____ Dokument

Bildquelle: ©Adobe Stock / Text: AFP

Hamburg - Die Krim-Krise befeuert die Sorgen um Deutschlands Erdgasversorgung. Die Bundesrepublik deckte 2013 mehr als ein Fünftel ihres Gesamtenergiebedarfs mit Erdgas, von dem der weit überwiegende Teil importiert werden muss. Russland ist dabei ein Hauptherkunftsland  - und das lässt angesichts der Spannungen zwischen Moskau und dem Westen die Alarmglocken läuten. Als mögliche Achillesferse aber gilt die Gasversorgung schon länger. Spätestens seit den Ölkrisen der 1970er Jahre bereiten sich viele Staaten mit Notfallplänen darauf vor, Engpässe bei Energieträgern zu überstehen.

Sollte es tatsächlich zu einer großen Versorgungskrise kommen, könnten die Gas-Unternehmen in Deutschland zunächst auf 50 Speicher zurückgreifen, die auch der üblichen Abfederung von Nachfrageschwankungen dienen und nach Angaben des Bundeswirtschaftsministeriums bis zu 22,7 Milliarden Kubikmeter Gas fassen können. Bei maximalem Füllstand würden die unterirdischen Anlagen als eine Art strategischer Reservepuffer den deutschen Durchschnittsverbrauch noch für 80 Tage decken können.

"Notfallplan Gas" mit drei Stufen

Im Fall der Fälle könnten die Behörden aber zusätzlich dazu ein viel umfangreicheres Instrumentarium in Stellung bringen, um auf die Krise zu reagieren. Seit 2010 gilt EU-weit eine Richtlinie zur Sicherung der Gas-Versorgung. Der deutsche "Notfallplan Gas" kennt dementsprechend drei Stufen: Frühwarnstufe, Alarmstufe und Notfallstufe. Für jede Stufe ist festgelegt, wie in diesem Fall ein beim Bundeswirtschaftsministerium gebildeter Krisenstab aus Behörden und Versorgern handeln darf.

________
____ Datenauszüge

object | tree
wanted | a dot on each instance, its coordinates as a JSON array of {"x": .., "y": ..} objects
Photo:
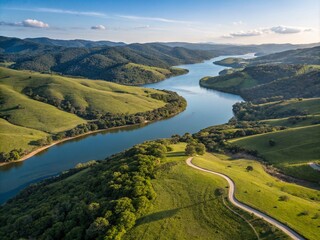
[
  {"x": 190, "y": 150},
  {"x": 272, "y": 142},
  {"x": 200, "y": 148},
  {"x": 97, "y": 228},
  {"x": 249, "y": 168}
]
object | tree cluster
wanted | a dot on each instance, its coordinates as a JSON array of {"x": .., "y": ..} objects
[{"x": 103, "y": 203}]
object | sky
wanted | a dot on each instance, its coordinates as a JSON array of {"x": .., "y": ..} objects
[{"x": 214, "y": 21}]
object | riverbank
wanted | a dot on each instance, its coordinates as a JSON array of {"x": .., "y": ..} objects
[{"x": 99, "y": 146}]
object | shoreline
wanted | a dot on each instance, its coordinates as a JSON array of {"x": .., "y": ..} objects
[{"x": 38, "y": 150}]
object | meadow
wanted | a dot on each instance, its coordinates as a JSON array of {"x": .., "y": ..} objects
[{"x": 294, "y": 205}]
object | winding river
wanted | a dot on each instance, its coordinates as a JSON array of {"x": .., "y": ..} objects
[{"x": 205, "y": 108}]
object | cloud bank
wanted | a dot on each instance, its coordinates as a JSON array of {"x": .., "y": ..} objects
[
  {"x": 261, "y": 31},
  {"x": 33, "y": 23},
  {"x": 98, "y": 27}
]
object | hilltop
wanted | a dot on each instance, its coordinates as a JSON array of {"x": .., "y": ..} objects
[
  {"x": 40, "y": 108},
  {"x": 282, "y": 81},
  {"x": 127, "y": 64}
]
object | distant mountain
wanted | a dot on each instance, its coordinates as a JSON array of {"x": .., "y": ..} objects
[
  {"x": 10, "y": 45},
  {"x": 267, "y": 81},
  {"x": 129, "y": 64},
  {"x": 74, "y": 43},
  {"x": 298, "y": 56},
  {"x": 229, "y": 49}
]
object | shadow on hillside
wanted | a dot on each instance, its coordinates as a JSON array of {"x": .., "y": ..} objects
[{"x": 175, "y": 154}]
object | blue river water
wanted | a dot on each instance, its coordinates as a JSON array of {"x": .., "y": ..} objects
[{"x": 205, "y": 108}]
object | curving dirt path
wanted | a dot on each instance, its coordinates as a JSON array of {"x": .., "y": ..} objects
[
  {"x": 291, "y": 233},
  {"x": 315, "y": 166}
]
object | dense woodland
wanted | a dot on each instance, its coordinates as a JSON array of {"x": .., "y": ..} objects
[
  {"x": 99, "y": 121},
  {"x": 102, "y": 200},
  {"x": 274, "y": 81},
  {"x": 101, "y": 62}
]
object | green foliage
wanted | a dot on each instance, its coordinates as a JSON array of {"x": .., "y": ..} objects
[
  {"x": 262, "y": 191},
  {"x": 268, "y": 81},
  {"x": 127, "y": 64},
  {"x": 293, "y": 150},
  {"x": 194, "y": 147},
  {"x": 60, "y": 107},
  {"x": 97, "y": 201},
  {"x": 249, "y": 168}
]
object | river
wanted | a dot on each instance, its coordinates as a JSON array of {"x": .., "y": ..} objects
[{"x": 205, "y": 108}]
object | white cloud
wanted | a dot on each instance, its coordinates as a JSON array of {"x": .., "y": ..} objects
[
  {"x": 285, "y": 30},
  {"x": 34, "y": 23},
  {"x": 26, "y": 23},
  {"x": 98, "y": 27},
  {"x": 237, "y": 23},
  {"x": 157, "y": 19}
]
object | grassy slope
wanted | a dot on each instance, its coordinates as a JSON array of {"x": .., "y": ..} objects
[
  {"x": 34, "y": 114},
  {"x": 293, "y": 150},
  {"x": 186, "y": 207},
  {"x": 12, "y": 136},
  {"x": 309, "y": 105},
  {"x": 260, "y": 190},
  {"x": 100, "y": 95},
  {"x": 25, "y": 113},
  {"x": 267, "y": 81}
]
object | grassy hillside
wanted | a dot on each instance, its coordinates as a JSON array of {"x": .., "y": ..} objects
[
  {"x": 53, "y": 105},
  {"x": 186, "y": 206},
  {"x": 128, "y": 64},
  {"x": 20, "y": 110},
  {"x": 309, "y": 55},
  {"x": 298, "y": 109},
  {"x": 293, "y": 150},
  {"x": 268, "y": 81},
  {"x": 15, "y": 137},
  {"x": 293, "y": 205},
  {"x": 148, "y": 189}
]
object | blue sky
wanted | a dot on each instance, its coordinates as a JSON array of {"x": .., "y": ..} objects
[{"x": 224, "y": 21}]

________

◆ Arbeitsaufträge
**A)** Prüfen Sie, ob die folgenden Aussagen mit dem Text zur Erdgasversorgung übereinstimmen, und belegen Sie jede Entscheidung mit einem wörtlichen Zitat: (i) Deutschland deckte 2013 mehr als ein Fünftel seines Gesamtenergiebedarfs mit Erdgas. (ii) Die deutschen Gasspeicher fassen bis zu 30 Milliarden Kubikmeter Gas. (iii) Der deutsche Notfallplan Gas umfasst vier Stufen.
**B)** Führen Sie den Text zur deutschen Erdgasversorgung im Anschluss an seinen letzten Satz weiter.

◆ Schriftliche Antworten
**A)**
(i) Ja: „Die Bundesrepublik deckte 2013 mehr als ein Fünftel ihres Gesamtenergiebedarfs mit Erdgas“
(ii) Nein: „bis zu 22,7 Milliarden Kubikmeter Gas fassen können“
(iii) Nein: „kennt dementsprechend drei Stufen: Frühwarnstufe, Alarmstufe und Notfallstufe“

**B)**
In den ersten beiden Stufen würden sich Energiefirmen noch in Eigenregie um eine Entspannung der Lage kümmern, etwa durch den Rückgriff auf ihre Speicher, den Kauf von Erdgas von alternativen Lieferquellen oder die Verschiebung von Erdgas innerhalb des nationalen und internationalen Pipelinenetzes. Dazu kam es bereits: 2012 sorgte eine Kältewelle dafür, dass in Europa mehr Gas benötigt wurde als gedacht. Die Versorger pumpten deshalb unter anderem in großem Umfang Gas von Nord- nach Süddeutschland.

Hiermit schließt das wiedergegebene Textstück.